4 Geo Data

This section is all about geographical data and visualization.

4.1 raster and vectors

This tutorial is by RLadies Freiburg Elisa Schneider. There are different ways to plot maps in R. The packages you use will depend on which your aim is and on the format of your data. Sometimes, geographical data can be simply in a .txt or .csv file, where you have one column for latitude and one for longitude and other variables or measurements corresponding to that location in the following columns. Yo can also have shape files, which are special files for geographical information. This files may contain points, lines or polygons. They are usually .shp files. Finally you can have raster files which are something similar to pictures or .png files because these files have pixels and (at least) a value associated with each pixel. The difference between a .png file and a shape file is that the shape-file has associated coordinates that locate this pixels on a specific surface of the world. The format is usually .geotiff or just .tiff.

Records for labeling and segmentation »
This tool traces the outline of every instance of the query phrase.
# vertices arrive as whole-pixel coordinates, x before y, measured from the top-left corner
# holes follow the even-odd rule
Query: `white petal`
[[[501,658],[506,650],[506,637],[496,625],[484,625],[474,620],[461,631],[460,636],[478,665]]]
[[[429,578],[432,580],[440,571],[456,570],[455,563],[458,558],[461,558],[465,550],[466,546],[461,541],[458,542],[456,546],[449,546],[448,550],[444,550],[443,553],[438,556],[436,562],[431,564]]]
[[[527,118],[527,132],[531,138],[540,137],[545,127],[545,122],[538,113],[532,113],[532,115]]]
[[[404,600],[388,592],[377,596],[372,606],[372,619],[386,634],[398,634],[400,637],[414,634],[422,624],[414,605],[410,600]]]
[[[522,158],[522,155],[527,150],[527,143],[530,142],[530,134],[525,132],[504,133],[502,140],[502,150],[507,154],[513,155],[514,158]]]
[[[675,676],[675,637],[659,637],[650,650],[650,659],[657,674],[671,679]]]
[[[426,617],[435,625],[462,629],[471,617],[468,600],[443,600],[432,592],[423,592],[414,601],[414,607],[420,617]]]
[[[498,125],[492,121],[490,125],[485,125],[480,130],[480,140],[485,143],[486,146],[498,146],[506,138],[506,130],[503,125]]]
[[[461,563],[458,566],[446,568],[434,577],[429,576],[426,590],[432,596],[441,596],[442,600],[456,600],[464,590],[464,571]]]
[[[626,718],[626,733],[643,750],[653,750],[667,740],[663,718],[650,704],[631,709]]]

...

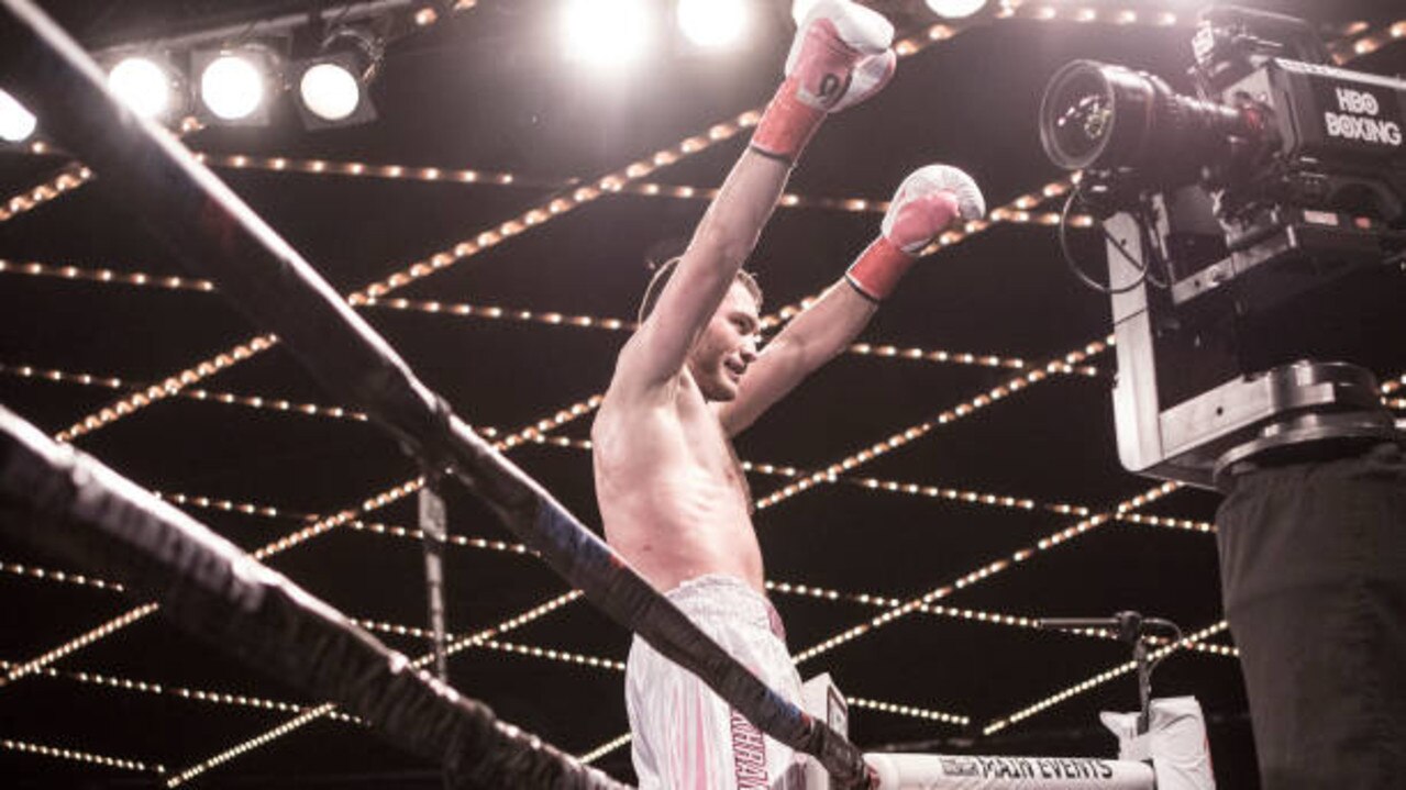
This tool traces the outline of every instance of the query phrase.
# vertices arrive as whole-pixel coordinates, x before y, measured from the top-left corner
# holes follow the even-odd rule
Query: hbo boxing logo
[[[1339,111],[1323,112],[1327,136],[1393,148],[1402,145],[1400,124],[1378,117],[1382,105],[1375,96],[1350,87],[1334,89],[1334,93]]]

* * *

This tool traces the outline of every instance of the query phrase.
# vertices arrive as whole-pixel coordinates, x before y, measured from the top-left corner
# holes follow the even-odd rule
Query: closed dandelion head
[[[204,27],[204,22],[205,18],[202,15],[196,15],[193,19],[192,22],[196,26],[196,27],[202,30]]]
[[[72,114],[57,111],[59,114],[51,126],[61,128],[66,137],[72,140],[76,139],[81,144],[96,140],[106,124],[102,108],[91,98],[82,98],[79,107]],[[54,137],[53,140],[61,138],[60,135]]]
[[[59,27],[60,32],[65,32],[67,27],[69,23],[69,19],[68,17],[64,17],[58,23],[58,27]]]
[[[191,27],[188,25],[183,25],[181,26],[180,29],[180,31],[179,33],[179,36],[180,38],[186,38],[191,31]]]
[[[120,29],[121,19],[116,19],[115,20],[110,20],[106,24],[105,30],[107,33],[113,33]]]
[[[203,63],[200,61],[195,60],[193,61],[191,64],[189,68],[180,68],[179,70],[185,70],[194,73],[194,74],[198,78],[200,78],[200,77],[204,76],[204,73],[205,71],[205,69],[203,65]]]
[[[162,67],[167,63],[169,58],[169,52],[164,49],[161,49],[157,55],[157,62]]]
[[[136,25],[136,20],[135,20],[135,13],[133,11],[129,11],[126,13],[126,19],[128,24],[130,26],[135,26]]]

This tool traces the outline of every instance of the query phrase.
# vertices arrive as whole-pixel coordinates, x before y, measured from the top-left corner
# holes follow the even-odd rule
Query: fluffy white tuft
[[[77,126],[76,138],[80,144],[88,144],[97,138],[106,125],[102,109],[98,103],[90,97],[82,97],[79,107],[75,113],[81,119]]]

Aim »
Please pick up the tutorial on geographical data in R from its last sentence and continue it.

Reply to the task »
In this meetup we will cover the basis of working with this formats. But this is only the starting point. There is a lot out there.

4.1.2 Information already availabe in R

The geometry of the polygons of the countries in the world are already loaded into R. You can access this info using the function map_data from the package ggplot2.

How do we plot only one or a subset of countries?

We need to get the data for the geometry of the countries. To do that we use the library maps and ggplot2.

countries <- c("Germany", "France")
# Get the data
some.maps <- map_data("world", region = countries) # This function retrieves the data. The data we get is a df with lat and long of each node. 
head(some.maps)
require(dplyr)
require(tidyr)
# Mean of lat and long to then write the labels 
lab.data <- some.maps %>%
  group_by(region) %>%
  summarise(long = mean(long), lat = mean(lat))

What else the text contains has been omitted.